## EXERCISE INSTRUCTIONS
Line tally for "coordinate": state how many lines of the entries include it, with no other text.

------ DATA FOR REVIEW ------

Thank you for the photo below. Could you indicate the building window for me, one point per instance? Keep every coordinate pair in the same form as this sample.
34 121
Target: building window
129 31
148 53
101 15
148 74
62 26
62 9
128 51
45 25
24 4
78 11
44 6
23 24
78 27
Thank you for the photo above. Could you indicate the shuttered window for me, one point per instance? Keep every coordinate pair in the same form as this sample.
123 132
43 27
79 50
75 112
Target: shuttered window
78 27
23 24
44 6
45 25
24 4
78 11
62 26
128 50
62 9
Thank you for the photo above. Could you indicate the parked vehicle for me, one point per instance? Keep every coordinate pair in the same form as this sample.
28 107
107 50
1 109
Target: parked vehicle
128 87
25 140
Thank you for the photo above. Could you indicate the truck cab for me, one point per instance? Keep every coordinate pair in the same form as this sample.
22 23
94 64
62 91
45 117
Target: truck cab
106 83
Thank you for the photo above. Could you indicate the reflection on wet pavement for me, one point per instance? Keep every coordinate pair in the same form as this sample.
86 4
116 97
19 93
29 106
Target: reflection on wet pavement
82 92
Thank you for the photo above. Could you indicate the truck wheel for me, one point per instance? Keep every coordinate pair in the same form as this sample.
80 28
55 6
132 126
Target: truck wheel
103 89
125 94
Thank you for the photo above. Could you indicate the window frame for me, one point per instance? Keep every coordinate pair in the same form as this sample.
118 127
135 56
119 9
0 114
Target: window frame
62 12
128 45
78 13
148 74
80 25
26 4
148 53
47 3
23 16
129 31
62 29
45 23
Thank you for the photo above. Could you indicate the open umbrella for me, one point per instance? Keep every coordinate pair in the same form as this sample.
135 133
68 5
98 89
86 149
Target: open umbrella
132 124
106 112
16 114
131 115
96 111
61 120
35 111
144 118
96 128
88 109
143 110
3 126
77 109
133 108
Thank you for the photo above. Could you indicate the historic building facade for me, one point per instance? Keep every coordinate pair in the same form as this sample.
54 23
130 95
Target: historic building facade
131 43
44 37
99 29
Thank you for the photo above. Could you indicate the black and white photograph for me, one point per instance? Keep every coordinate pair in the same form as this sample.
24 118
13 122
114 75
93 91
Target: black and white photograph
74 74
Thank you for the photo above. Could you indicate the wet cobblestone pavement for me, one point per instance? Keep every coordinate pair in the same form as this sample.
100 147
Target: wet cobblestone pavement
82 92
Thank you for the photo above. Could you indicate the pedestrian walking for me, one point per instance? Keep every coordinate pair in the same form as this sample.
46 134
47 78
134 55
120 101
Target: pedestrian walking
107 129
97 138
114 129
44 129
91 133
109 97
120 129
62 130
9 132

------

## EXERCISE RESULT
12